(Dataset rows on where objects appear)
++++++++++

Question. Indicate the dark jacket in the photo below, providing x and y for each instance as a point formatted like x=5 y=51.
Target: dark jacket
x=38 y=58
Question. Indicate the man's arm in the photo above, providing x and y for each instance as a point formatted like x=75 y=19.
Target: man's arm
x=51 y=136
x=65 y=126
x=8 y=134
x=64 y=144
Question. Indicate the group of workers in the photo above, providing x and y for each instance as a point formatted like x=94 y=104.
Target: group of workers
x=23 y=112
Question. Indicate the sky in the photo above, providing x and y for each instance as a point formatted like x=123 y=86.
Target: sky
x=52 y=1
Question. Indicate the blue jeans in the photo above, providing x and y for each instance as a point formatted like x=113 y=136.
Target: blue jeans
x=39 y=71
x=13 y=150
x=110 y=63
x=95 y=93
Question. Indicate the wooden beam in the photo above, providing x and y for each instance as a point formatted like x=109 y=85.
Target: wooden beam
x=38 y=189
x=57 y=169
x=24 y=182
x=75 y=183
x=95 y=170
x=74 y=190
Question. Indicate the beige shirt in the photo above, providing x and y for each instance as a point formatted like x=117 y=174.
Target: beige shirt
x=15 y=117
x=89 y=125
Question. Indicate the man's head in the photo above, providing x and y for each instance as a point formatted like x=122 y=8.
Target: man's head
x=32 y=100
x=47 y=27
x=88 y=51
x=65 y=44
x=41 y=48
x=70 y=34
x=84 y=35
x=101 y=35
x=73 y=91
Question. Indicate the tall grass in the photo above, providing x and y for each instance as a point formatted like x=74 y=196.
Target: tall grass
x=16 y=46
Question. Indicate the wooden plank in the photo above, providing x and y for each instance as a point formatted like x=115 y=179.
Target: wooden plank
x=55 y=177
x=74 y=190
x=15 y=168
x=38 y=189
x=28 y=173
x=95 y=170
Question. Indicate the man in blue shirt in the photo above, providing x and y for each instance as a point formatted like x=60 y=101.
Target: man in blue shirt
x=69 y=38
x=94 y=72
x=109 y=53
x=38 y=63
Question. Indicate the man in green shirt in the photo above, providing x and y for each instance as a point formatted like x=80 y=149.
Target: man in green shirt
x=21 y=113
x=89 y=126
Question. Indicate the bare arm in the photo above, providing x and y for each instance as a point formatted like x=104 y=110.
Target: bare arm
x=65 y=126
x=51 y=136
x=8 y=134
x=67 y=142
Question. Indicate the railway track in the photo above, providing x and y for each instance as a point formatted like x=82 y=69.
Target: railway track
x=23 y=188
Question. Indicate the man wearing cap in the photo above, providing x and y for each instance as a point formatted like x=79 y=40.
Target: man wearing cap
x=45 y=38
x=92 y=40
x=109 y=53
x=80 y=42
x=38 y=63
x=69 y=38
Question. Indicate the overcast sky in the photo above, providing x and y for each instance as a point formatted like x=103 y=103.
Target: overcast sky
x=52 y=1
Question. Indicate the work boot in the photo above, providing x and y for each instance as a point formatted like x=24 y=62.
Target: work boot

++++++++++

#### WHAT THE TASK ASKS
The records above must be output exactly, in full.

#### REPLY TO THE EXERCISE
Question. Indicate the dark jacket in the photo below, providing x and y for each instance as a point formatted like x=5 y=51.
Target: dark jacket
x=38 y=58
Question. Indicate the man's arm in the photo above, providing x and y for each instance as a point formatted like x=75 y=19.
Target: man's arm
x=51 y=136
x=65 y=126
x=8 y=134
x=64 y=144
Question. Indicate the group of workers in the photo above, providing x and y for each instance as a point formatted like x=94 y=104.
Target: group of workers
x=23 y=112
Question. Indicate the sky in the photo above, providing x and y for each instance as a point formatted like x=123 y=86.
Target: sky
x=52 y=1
Question. Indicate the blue jeans in the photo above, providing x and y for each instance as a point formatted like x=113 y=136.
Target: blue jeans
x=39 y=71
x=13 y=150
x=110 y=63
x=95 y=93
Question. Indicate the wooden beam in the photo above, providing x and y for each instance as a point formatted like x=109 y=85.
Target: wooden beam
x=38 y=189
x=57 y=169
x=24 y=182
x=75 y=183
x=95 y=170
x=74 y=190
Question. Indicate the beige shirt in the photo above, providing x and y for each instance as a point formatted like x=117 y=174.
Target: beige shirt
x=15 y=117
x=89 y=125
Question. Indicate the man's head in the photo above, providing x and y for each instance as a point formatted like x=122 y=8.
Target: man's head
x=32 y=100
x=47 y=27
x=88 y=51
x=65 y=44
x=41 y=48
x=70 y=34
x=84 y=35
x=101 y=35
x=73 y=91
Question. Indicate the tall grass in the photo above, providing x and y for each instance as a point formatted like x=74 y=196.
Target: tall grass
x=16 y=46
Question. Indicate the wooden plank in the photo above, providing x and y for each instance as a point formatted like x=115 y=179.
Target: wooden plank
x=55 y=177
x=74 y=190
x=15 y=168
x=38 y=189
x=28 y=173
x=95 y=170
Question. Indicate the man in blue shirt in the photo above, providing x and y for each instance as a point formatted like x=60 y=101.
Target: man in blue shirt
x=69 y=38
x=94 y=72
x=109 y=53
x=38 y=63
Question. Indicate the man in green shirt in the photo above, providing x and y for each instance as a point formatted like x=80 y=149.
Target: man in green shirt
x=21 y=113
x=89 y=126
Question. Indicate the bare arm in the photo above, providing x and y for each instance as a point formatted like x=104 y=110.
Target: bare arm
x=65 y=126
x=51 y=136
x=8 y=134
x=67 y=142
Question. Indicate the railway track in the photo above, providing x and y for each instance as a point formatted like x=82 y=69.
Target: railway track
x=23 y=188
Question. Indicate the man wearing cap in the photo above, providing x and y for each instance as a point formatted like x=79 y=40.
Target: man wearing cap
x=45 y=38
x=92 y=40
x=109 y=53
x=80 y=42
x=38 y=63
x=69 y=38
Question. Indicate the overcast sky in the photo above, providing x and y for each instance as a point formatted like x=103 y=103.
Target: overcast sky
x=52 y=1
Question. Indicate the work boot in the photo above, providing x and y for each instance as a point formatted like x=24 y=62.
Target: work boot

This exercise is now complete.